Reproduce the data below with every "photograph" switched to "image" and nothing else changed. Leave the pictures out of your version.

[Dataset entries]
'''

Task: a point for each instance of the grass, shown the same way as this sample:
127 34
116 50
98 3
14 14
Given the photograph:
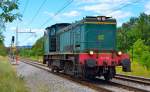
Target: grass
9 82
137 70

'''

The answer
Task: a point for each instance of the grass, shown the same way as this sample:
127 34
116 50
98 3
14 14
Given the image:
Target: grass
9 82
137 70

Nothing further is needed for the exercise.